Task 1:
In the capstone mini-case text, how many points is each case worth?
Task 2:
Extend the capstone mini-case text beyond its last line.

Text to read:
****************************************

CMR 495- Cap Stone

Mini Case Submission Requirements

Each case is worth 100 points


Student is to complete the analysis of the assigned case. The analysis must include the following elements:


  1. Introduction of the case
  2. Thesis statements
    1. Background
    2. Alternatives
    3. Purposed Solutions
    4. Recommendations
  3. Conclusions & closing remarks about the case
  • The completed Mini-Case analysis can be summarized using PowerPoint or Word (equivalent software is fine)
  • Please email me the final summary prior to class time
  • It is acceptable to work as a team on each case study, BUT each case study should reflect the work of the individual student, not the team

Mini-Case Example….


Mini-Case Response – Mini-Case #18



This mini-case response is concerned with Mini-Case #18: “Standards Battle:  Which Automotive Technology Will Win?” as described on page 478 in the Rothaermel 3e text.  The relevant text chapter is Chapter 7.  The material presented within the mini-case briefly describes efforts by several major automobile manufacturers and newer-entry manufacturers to address the issue of replacing the internal combustion engine as a primary source of power for personal automobiles.  The mini-case explains that there is currently no consensus among the manufacturers regarding how to proceed and that the pathway forward is not necessarily clear-cut.


Key problems/issues identifiable within the mini-case include:

  • Is the impending demise of the internal combustion engine a foregone conclusion and, thus, the alternative power projects by the manufacturers a necessity or is this work more exploratory in nature?

****************************************

Entries shown:

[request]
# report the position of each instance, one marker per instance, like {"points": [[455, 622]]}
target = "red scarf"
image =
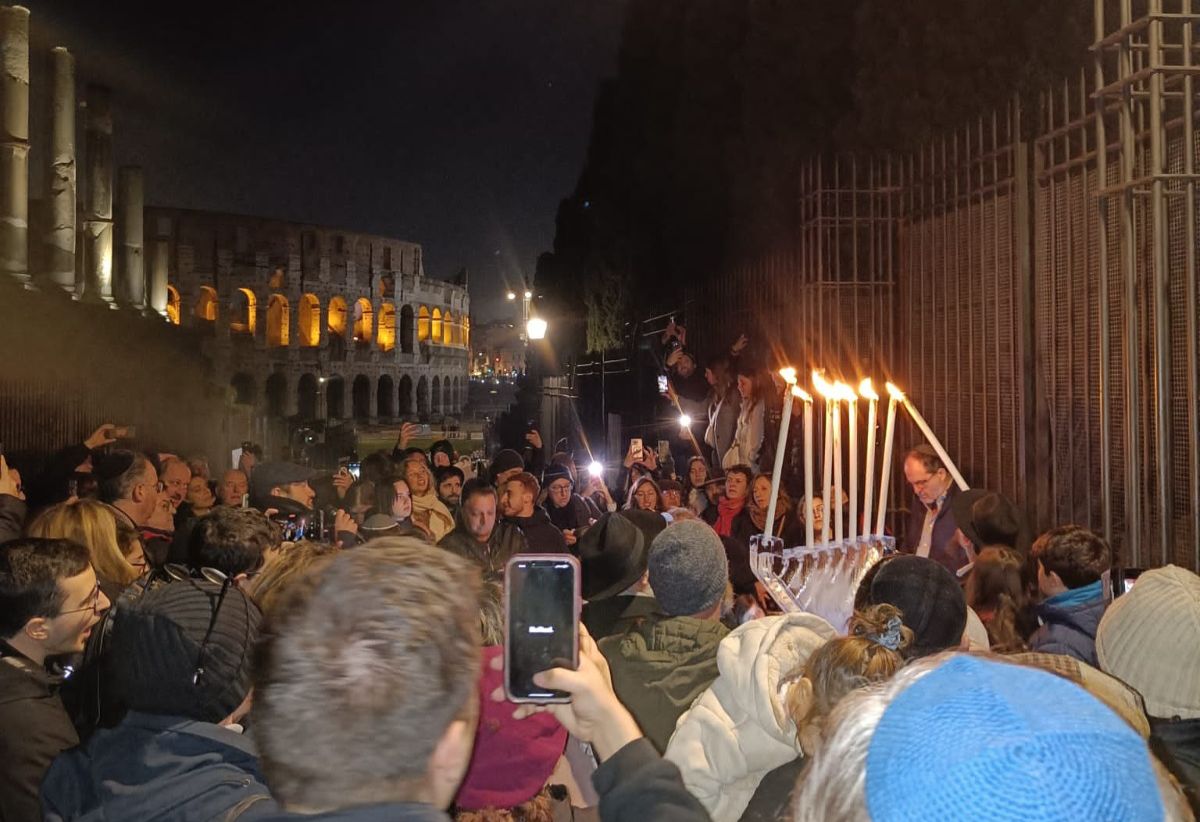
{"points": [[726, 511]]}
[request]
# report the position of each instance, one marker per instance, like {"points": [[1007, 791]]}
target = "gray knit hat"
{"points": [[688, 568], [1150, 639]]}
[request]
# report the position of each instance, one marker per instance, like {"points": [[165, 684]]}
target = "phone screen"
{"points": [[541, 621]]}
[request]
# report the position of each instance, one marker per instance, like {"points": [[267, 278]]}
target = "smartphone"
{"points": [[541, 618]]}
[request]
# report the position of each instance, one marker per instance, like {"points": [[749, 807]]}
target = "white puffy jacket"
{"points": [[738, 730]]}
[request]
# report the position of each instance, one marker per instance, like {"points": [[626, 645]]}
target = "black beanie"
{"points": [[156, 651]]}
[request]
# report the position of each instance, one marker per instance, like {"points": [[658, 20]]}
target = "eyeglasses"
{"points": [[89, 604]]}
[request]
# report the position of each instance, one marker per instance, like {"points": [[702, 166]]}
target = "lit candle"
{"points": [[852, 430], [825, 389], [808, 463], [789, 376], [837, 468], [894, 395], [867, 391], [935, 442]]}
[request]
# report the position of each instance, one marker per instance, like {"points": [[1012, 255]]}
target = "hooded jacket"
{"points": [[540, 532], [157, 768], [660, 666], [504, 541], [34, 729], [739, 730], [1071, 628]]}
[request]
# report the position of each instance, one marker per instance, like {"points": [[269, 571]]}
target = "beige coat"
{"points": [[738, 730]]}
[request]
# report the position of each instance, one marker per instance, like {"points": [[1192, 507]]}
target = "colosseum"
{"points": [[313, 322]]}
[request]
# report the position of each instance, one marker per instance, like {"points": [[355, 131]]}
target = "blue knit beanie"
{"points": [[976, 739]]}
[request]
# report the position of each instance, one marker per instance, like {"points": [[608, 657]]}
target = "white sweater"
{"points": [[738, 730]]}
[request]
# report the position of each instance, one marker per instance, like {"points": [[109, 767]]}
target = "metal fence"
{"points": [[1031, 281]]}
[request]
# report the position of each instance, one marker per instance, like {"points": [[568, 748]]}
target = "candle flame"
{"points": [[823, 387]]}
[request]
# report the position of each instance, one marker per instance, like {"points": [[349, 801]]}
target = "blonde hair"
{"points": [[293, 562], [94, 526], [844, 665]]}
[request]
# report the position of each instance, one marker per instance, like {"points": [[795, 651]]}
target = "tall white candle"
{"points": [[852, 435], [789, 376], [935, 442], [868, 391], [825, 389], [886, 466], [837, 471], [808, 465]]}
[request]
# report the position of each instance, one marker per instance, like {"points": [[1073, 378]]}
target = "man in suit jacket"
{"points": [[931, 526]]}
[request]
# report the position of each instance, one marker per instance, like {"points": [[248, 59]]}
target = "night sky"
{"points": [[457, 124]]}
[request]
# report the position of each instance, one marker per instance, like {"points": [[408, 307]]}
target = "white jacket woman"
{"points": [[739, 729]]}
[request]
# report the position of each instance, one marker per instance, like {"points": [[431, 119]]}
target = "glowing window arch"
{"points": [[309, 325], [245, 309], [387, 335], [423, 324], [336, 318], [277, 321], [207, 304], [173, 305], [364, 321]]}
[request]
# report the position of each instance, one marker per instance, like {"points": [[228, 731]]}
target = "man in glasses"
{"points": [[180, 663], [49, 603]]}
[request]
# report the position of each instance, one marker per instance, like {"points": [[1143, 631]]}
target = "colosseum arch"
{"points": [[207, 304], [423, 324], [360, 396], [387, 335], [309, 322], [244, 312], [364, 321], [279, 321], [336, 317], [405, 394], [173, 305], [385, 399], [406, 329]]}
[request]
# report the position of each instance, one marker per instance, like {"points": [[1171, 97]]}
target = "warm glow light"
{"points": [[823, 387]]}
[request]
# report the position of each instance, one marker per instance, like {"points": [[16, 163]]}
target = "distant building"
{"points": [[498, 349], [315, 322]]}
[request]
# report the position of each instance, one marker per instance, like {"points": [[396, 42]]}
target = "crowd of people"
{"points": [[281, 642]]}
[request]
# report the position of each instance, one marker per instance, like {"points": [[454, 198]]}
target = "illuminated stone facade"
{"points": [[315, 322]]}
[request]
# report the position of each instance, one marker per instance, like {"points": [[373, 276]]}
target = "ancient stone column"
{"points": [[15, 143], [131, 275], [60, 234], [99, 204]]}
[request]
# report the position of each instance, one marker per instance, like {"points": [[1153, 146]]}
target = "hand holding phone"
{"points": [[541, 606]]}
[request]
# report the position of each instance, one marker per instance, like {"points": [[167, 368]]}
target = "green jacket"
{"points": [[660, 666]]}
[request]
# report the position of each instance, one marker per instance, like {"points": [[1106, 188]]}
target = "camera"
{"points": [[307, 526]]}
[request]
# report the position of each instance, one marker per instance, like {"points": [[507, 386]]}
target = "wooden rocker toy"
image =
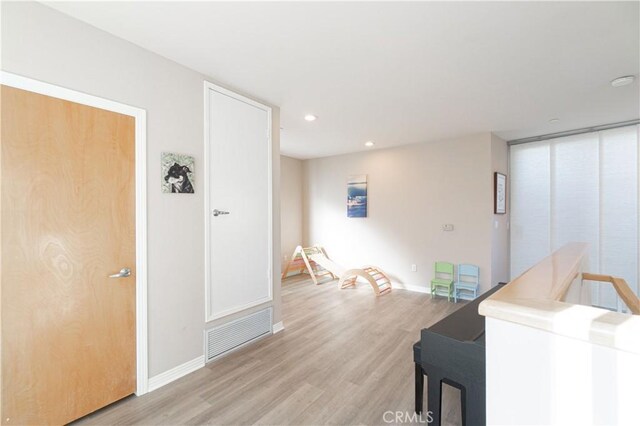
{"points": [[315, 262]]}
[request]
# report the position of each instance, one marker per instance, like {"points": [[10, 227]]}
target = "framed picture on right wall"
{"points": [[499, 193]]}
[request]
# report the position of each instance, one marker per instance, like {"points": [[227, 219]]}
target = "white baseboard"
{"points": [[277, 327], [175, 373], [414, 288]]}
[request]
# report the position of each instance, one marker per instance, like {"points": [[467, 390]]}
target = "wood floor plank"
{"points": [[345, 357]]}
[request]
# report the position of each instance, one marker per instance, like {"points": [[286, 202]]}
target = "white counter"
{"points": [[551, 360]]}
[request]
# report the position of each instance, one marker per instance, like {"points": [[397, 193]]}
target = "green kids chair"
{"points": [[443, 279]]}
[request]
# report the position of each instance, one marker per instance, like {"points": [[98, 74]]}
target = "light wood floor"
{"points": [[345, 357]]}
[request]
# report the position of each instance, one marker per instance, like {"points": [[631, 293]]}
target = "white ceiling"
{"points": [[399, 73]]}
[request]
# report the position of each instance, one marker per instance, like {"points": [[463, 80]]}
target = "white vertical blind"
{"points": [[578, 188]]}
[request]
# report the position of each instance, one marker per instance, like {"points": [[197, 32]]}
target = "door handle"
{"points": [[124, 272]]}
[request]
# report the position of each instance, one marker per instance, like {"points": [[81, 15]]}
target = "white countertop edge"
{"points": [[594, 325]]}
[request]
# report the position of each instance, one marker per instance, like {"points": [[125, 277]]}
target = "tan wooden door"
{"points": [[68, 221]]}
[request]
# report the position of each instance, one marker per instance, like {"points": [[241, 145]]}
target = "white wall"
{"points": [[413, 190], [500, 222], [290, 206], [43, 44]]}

****************************************

Task response 1:
Each case is worth 100 points.

Task response 2:
  • Assuming that the internal combustion engine does have only a short remaining lifespan, is there a solid understanding of what criteria any new power source would need to meet?
  • Is it possible to determine which company and/or technology is likely to be successful, under this scenario – or is too little known at present?


Thesis statement:  Based on an analysis of the available mini-case materials and the relevant literature, it is likely that routine alternatives to the internal combustion engine will be needed within a relatively short timeframe.  It is equally likely that multiple alternatives will be under exploration and offer legitimate benefits for consumers in the future with a lengthy period of technology optimization involved before a clear “winner” emerges.



To help place this mini-case into perspective, it is useful to step back briefly from the materials presented to examine the factors that have caused the automobile industry to reach the crossroads described in the scenario in the text.


The internal combustion engine has been the “gold standard” for self-propelled vehicles for more than 100 years.  Automobile manufacturers have consistently improved their offerings, resulting in higher levels of power, greater reliability, and length of service; and also, greater efficiency with less environmental pollution.  These efforts have effectively extended the lifespan of the internal combustion engine beyond what might have been predictable 30-40 years ago, but they have not permanently addressed three issues that continue to signal an impending need for change.


First, using an internal combustion engine requires the simultaneous use of complementary products such as oil and gasoline or diesel.  These fossil fuels are in diminishing supply, are subject to political and geographic constraints, and have a price structure that is both unpredictable and generally upward trending.  The supply is not limitless, even if there is no widespread concern of running out within a few years.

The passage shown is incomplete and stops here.